Supplied entries:
## begin

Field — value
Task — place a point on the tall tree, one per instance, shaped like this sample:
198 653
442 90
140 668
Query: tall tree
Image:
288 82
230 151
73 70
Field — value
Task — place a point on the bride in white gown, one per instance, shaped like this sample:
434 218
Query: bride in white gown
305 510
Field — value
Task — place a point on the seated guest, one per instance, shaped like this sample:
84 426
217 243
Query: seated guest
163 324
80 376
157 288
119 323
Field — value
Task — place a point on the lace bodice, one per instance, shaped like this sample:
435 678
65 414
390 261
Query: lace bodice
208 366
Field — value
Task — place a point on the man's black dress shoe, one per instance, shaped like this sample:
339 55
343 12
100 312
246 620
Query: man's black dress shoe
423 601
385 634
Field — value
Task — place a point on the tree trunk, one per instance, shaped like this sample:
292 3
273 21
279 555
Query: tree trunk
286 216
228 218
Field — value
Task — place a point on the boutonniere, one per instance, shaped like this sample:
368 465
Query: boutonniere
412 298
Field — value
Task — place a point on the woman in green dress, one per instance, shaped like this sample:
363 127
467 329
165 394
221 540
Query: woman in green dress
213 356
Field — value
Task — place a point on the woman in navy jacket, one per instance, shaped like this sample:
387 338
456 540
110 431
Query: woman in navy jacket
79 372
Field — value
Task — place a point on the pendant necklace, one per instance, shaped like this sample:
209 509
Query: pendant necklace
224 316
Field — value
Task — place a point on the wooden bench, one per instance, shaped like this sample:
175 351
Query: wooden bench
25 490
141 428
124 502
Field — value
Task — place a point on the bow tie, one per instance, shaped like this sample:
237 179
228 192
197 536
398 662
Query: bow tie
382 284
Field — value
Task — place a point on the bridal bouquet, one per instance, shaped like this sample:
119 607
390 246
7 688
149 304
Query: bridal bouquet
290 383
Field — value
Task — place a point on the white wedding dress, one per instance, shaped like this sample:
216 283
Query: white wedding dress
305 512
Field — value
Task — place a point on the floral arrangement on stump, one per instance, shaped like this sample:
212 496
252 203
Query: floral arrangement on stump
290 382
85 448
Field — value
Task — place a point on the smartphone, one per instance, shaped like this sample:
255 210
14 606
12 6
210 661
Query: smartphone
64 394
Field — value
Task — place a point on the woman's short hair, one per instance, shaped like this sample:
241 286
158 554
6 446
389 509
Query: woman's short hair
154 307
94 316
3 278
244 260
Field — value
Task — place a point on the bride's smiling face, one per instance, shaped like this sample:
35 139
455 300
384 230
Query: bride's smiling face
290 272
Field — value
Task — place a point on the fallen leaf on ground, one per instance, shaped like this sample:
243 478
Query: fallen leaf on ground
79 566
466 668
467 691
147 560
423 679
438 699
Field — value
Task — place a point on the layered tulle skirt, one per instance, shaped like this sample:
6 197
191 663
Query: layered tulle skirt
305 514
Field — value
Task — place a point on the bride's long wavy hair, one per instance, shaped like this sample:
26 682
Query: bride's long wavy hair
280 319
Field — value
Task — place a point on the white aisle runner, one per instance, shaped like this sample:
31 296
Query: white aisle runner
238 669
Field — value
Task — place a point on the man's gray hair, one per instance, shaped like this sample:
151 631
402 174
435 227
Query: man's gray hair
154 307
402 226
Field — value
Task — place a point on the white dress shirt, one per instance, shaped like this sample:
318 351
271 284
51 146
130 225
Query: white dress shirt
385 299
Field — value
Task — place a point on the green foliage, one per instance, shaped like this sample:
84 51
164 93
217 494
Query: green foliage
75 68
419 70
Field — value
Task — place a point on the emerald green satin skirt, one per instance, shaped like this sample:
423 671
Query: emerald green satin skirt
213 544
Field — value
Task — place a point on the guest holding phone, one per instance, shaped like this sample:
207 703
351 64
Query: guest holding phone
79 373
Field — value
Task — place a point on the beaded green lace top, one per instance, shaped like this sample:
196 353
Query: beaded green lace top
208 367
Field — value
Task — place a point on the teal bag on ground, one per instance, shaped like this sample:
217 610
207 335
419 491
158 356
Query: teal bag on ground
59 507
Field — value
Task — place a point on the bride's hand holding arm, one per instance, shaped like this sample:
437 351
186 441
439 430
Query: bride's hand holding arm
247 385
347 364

## end

The problem: Pull out every line of the listing above that contains the word "gown".

Solution to the problem:
Task — place a point on the bride in white gown, one per instance, shaped like this sample:
Query: bride in white gown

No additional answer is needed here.